This is based on the 1970 British Cohort Study (BCS70) to analyze trajectories forwards.  Social origins remain as an influence.  Attending a private school is predictive of gaining a university degree specially from an elite university.  Grammar school attendance conveys no advantage.

The Oxford studies examined inequality in the tripartite system, and also examined Boudon and Bourdieu. The work remains influential.  This paper addresses the same essential issues using different data.  These birth cohort studies have produced a lot of work lately [summarised 740].  There is a view that the declining grammar schooling has led to a decline in social mobility, although early work showed that overall, any advantages were balanced by the disadvantages of secondary moderns.  However, recent analysis has shown that 'selective school systems increase earnings inequality in adult life'[Burgess, Dixon and Macmillan 2014, Working Paper number 14-19, Department of Quantitative Social Science --??].  School differences have also been examined using various cohort studies. For the 1958 cohort, 'private and grammar school pupils achieved significantly higher exam results at age 16 than their peers at comprehensives, while those at secondary moderns fared significantly worse'.  Private schools seem to be linked to an earnings advantage in later life.  However, this cohort was unusual in that a number of changes took place in school regimes, including raising the school leaving age, and changing from a tripartite to comprehensive schools.
· · · ·
Parts of the exercise:
a. Translate this sentence from the excerpt on schooling and social mobility into French: "Private schools seem to be linked to an earnings advantage in later life."
b. List every person named by surname in the excerpt on schooling and social mobility above.

Data excerpt:
· · · ·
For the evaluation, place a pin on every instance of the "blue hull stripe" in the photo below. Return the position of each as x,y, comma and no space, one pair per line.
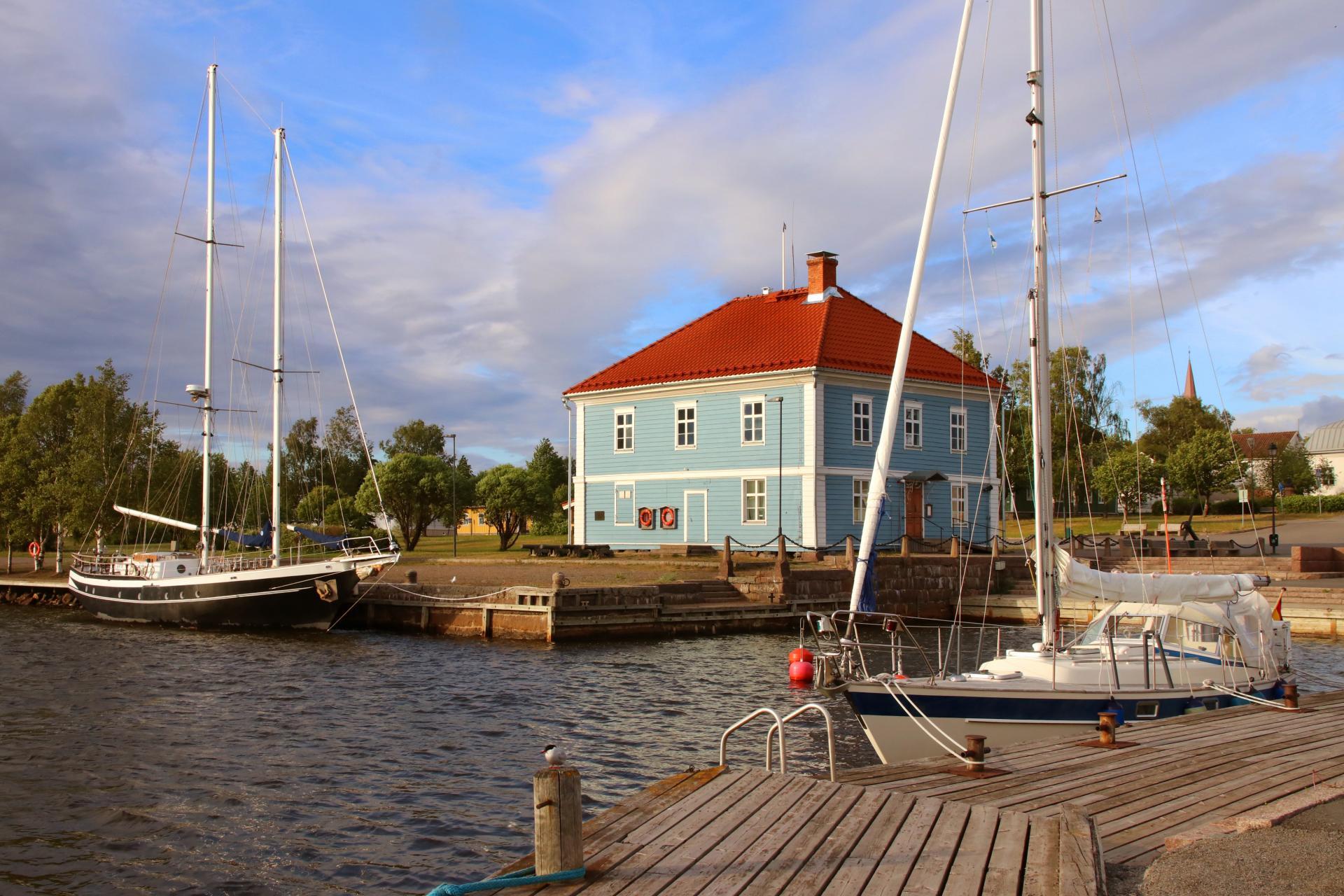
1065,710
· · · ·
Answers to the problems:
a. Les écoles privées semblent être associées à un avantage salarial plus tard dans la vie.

b. Boudon, Bourdieu, Burgess, Dixon, Macmillan